To be done
Copy the records from the line with "the barn roof, provide" up to and including the line with "(296, 429), (769, 535)", changing "barn roof" to "farmhouse roof" and leaving everything else the same.

Material for the task
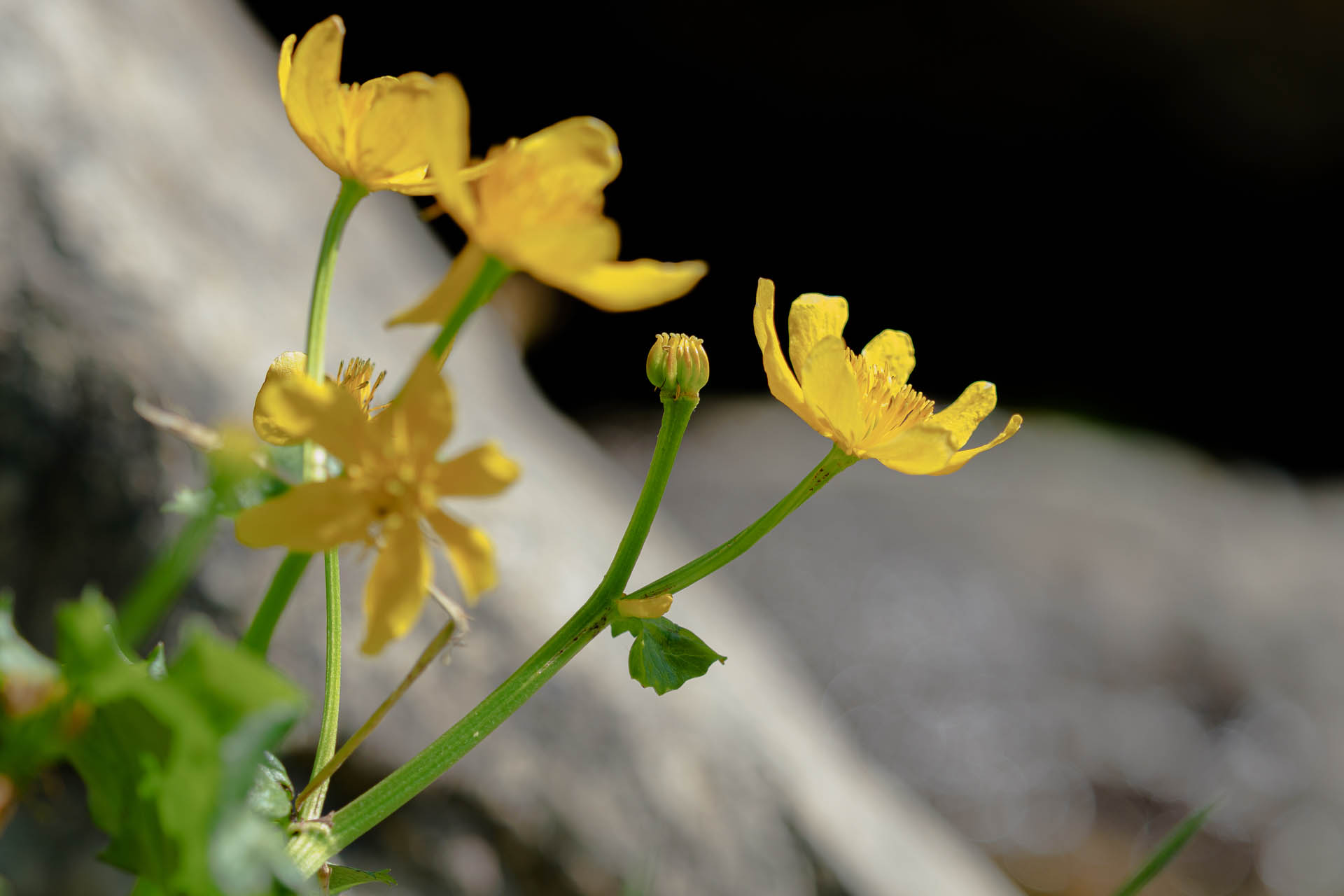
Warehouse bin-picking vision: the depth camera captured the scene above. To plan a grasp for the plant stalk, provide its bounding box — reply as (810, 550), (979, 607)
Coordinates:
(289, 399), (695, 874)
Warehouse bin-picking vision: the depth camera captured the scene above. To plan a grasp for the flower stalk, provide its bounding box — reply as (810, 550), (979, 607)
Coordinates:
(238, 551), (313, 657)
(428, 255), (513, 358)
(294, 620), (457, 806)
(289, 398), (697, 874)
(628, 444), (859, 601)
(298, 177), (368, 818)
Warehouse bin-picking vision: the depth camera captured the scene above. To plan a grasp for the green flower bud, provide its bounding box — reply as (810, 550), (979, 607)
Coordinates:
(645, 333), (710, 399)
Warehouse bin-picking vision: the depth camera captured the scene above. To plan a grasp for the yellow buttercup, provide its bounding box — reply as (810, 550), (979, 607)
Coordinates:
(754, 278), (1021, 475)
(278, 16), (469, 196)
(235, 358), (519, 653)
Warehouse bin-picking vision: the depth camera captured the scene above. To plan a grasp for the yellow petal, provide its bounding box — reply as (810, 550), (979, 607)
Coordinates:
(253, 352), (308, 444)
(751, 276), (811, 423)
(435, 442), (522, 496)
(253, 373), (368, 463)
(923, 380), (999, 449)
(794, 335), (868, 454)
(425, 75), (477, 225)
(789, 293), (849, 377)
(426, 510), (498, 603)
(863, 329), (916, 387)
(505, 215), (621, 275)
(372, 355), (453, 470)
(387, 241), (485, 326)
(533, 258), (710, 312)
(934, 414), (1021, 475)
(346, 71), (433, 184)
(276, 35), (298, 102)
(359, 517), (433, 654)
(281, 16), (348, 174)
(234, 477), (374, 552)
(867, 423), (957, 475)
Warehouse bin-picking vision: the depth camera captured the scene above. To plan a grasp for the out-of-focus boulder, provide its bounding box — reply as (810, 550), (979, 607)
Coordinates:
(0, 0), (1009, 896)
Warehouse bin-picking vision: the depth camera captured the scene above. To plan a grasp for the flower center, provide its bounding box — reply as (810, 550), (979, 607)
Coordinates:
(846, 349), (932, 444)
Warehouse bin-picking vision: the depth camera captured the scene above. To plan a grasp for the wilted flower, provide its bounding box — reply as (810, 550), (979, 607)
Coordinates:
(278, 16), (469, 196)
(390, 118), (708, 323)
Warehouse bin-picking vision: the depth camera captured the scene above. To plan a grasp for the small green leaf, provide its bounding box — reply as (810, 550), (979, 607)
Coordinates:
(0, 591), (74, 779)
(612, 617), (727, 696)
(247, 750), (294, 821)
(145, 640), (168, 681)
(1116, 804), (1217, 896)
(330, 865), (396, 896)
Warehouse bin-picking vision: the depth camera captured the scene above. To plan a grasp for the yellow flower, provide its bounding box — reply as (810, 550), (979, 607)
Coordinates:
(278, 16), (469, 196)
(388, 112), (708, 323)
(754, 278), (1021, 475)
(253, 352), (387, 444)
(237, 358), (519, 653)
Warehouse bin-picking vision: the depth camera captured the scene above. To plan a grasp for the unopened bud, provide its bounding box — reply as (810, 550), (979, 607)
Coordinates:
(645, 333), (710, 399)
(615, 594), (672, 620)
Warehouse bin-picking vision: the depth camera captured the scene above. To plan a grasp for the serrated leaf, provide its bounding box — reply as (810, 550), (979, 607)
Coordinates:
(613, 617), (727, 696)
(57, 594), (304, 896)
(330, 865), (396, 896)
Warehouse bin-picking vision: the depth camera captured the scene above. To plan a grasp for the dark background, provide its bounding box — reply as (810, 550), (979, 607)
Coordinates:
(250, 0), (1344, 477)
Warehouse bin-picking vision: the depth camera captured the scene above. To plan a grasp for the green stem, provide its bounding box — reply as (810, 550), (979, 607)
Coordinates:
(304, 177), (368, 392)
(596, 398), (700, 594)
(291, 177), (368, 818)
(118, 510), (216, 650)
(238, 551), (313, 657)
(289, 399), (695, 874)
(298, 551), (340, 818)
(294, 620), (457, 805)
(428, 255), (513, 357)
(630, 446), (858, 599)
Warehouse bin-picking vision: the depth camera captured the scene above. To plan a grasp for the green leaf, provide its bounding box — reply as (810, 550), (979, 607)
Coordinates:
(0, 589), (76, 788)
(330, 865), (396, 896)
(145, 640), (168, 681)
(1116, 804), (1217, 896)
(612, 617), (727, 696)
(247, 750), (294, 821)
(57, 592), (305, 896)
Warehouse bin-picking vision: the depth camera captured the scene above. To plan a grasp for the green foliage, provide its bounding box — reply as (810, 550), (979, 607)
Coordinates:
(0, 591), (74, 779)
(57, 592), (304, 896)
(612, 615), (729, 696)
(1116, 804), (1215, 896)
(329, 865), (396, 896)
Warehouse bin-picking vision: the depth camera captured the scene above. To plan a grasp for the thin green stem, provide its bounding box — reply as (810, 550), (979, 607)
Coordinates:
(118, 510), (216, 649)
(630, 446), (858, 599)
(298, 551), (340, 818)
(238, 551), (313, 657)
(598, 398), (700, 594)
(1116, 801), (1218, 896)
(428, 255), (513, 357)
(294, 620), (457, 805)
(289, 399), (695, 874)
(305, 177), (368, 392)
(300, 177), (368, 818)
(289, 591), (614, 874)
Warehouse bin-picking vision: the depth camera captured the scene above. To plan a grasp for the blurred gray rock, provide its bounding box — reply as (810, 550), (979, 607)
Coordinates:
(0, 0), (1009, 896)
(598, 402), (1344, 895)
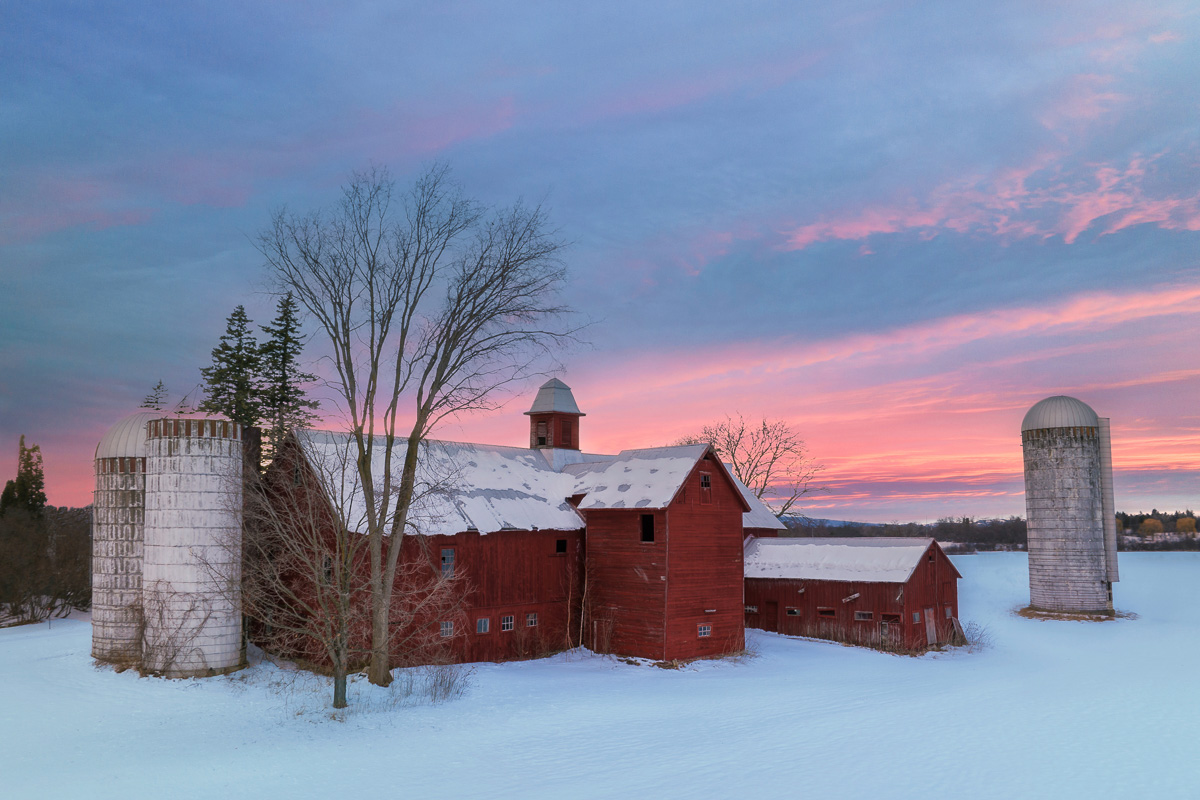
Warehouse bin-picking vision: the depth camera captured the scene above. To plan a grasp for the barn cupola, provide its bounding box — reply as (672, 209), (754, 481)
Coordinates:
(526, 378), (586, 450)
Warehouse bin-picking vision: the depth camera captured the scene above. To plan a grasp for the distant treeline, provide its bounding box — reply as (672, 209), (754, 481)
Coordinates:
(784, 509), (1200, 549)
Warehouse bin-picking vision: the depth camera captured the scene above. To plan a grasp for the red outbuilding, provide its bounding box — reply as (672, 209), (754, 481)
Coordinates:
(745, 537), (962, 650)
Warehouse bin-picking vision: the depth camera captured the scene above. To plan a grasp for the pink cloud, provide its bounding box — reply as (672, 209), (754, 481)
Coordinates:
(782, 149), (1200, 249)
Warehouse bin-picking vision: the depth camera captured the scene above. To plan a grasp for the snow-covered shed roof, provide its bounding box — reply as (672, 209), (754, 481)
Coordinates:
(744, 536), (934, 583)
(296, 429), (774, 535)
(96, 411), (163, 458)
(563, 444), (739, 511)
(1021, 395), (1100, 432)
(725, 464), (787, 530)
(526, 378), (587, 416)
(296, 431), (583, 535)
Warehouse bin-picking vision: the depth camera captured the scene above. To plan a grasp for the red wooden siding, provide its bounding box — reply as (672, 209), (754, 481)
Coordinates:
(415, 530), (583, 661)
(745, 543), (959, 649)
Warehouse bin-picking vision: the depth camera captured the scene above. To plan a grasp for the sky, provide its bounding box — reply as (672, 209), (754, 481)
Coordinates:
(0, 0), (1200, 522)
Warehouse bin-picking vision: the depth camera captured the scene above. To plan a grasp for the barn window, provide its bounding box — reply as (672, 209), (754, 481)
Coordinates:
(642, 513), (654, 542)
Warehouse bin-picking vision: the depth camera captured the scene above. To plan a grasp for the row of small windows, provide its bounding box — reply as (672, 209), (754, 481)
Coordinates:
(438, 612), (538, 637)
(745, 606), (953, 624)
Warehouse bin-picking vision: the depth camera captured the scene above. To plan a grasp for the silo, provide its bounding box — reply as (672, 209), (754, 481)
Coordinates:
(143, 416), (242, 678)
(1021, 396), (1117, 613)
(91, 411), (156, 663)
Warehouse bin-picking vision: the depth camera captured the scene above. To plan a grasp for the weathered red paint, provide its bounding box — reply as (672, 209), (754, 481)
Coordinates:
(745, 542), (962, 649)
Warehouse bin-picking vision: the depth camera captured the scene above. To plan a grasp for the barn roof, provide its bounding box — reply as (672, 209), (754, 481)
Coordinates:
(744, 536), (955, 583)
(296, 429), (769, 535)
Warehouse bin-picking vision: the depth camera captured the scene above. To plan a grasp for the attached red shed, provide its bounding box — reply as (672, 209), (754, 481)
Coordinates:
(745, 537), (962, 650)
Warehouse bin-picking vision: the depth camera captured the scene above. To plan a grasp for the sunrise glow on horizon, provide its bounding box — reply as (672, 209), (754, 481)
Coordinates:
(0, 2), (1200, 522)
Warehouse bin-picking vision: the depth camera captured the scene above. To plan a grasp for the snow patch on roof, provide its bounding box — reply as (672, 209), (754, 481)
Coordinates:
(744, 536), (934, 583)
(296, 431), (583, 536)
(563, 445), (708, 510)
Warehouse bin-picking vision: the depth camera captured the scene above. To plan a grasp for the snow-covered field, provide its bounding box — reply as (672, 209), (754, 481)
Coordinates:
(0, 553), (1200, 800)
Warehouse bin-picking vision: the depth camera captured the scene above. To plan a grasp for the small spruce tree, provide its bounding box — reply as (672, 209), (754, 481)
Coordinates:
(197, 306), (262, 426)
(138, 380), (167, 411)
(259, 291), (317, 457)
(0, 435), (46, 517)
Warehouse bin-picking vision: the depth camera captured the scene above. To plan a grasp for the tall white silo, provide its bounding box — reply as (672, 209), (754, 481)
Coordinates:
(142, 416), (244, 678)
(91, 411), (157, 664)
(1021, 396), (1117, 613)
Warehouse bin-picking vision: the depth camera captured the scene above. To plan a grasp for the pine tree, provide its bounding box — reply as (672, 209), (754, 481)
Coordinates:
(0, 437), (46, 516)
(259, 291), (317, 455)
(138, 380), (167, 411)
(197, 306), (262, 426)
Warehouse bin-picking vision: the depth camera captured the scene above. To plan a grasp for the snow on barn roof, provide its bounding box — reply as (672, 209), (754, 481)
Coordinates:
(744, 536), (934, 583)
(526, 378), (587, 416)
(96, 411), (163, 458)
(563, 445), (708, 510)
(296, 429), (778, 535)
(296, 431), (583, 535)
(725, 464), (787, 530)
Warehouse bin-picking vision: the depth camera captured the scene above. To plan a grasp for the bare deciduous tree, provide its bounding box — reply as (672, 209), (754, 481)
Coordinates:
(258, 167), (572, 686)
(674, 413), (824, 517)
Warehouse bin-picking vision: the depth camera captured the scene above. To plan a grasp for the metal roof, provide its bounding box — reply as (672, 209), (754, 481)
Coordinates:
(744, 536), (945, 583)
(1021, 395), (1100, 432)
(96, 411), (157, 458)
(526, 378), (587, 416)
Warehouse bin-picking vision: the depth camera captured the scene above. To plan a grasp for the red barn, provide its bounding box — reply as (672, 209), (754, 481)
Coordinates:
(272, 380), (768, 661)
(745, 537), (962, 650)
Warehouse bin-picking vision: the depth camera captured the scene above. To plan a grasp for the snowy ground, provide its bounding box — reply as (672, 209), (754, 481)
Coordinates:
(0, 553), (1200, 800)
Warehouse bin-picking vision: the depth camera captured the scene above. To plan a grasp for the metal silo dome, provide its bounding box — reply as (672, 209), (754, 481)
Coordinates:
(1021, 395), (1099, 432)
(96, 411), (162, 458)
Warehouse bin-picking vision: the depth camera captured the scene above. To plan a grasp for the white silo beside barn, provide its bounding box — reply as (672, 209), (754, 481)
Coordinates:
(1021, 396), (1117, 613)
(91, 411), (156, 663)
(143, 417), (244, 678)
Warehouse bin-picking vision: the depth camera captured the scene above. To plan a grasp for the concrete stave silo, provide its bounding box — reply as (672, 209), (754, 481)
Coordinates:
(1021, 396), (1117, 613)
(143, 417), (244, 678)
(91, 411), (157, 663)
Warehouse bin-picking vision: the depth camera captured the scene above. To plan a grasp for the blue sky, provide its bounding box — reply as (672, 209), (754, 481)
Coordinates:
(0, 2), (1200, 521)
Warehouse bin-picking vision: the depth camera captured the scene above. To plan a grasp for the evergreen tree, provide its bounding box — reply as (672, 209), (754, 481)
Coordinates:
(138, 380), (167, 411)
(0, 437), (46, 517)
(259, 291), (317, 455)
(197, 306), (262, 426)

Output for this task
Warehouse bin-picking vision: the depth camera captured the scene above. To plan a grasp for the farmhouse roof, provide its bounding box — reply as (672, 209), (754, 481)
Coordinates:
(744, 536), (955, 583)
(296, 429), (769, 535)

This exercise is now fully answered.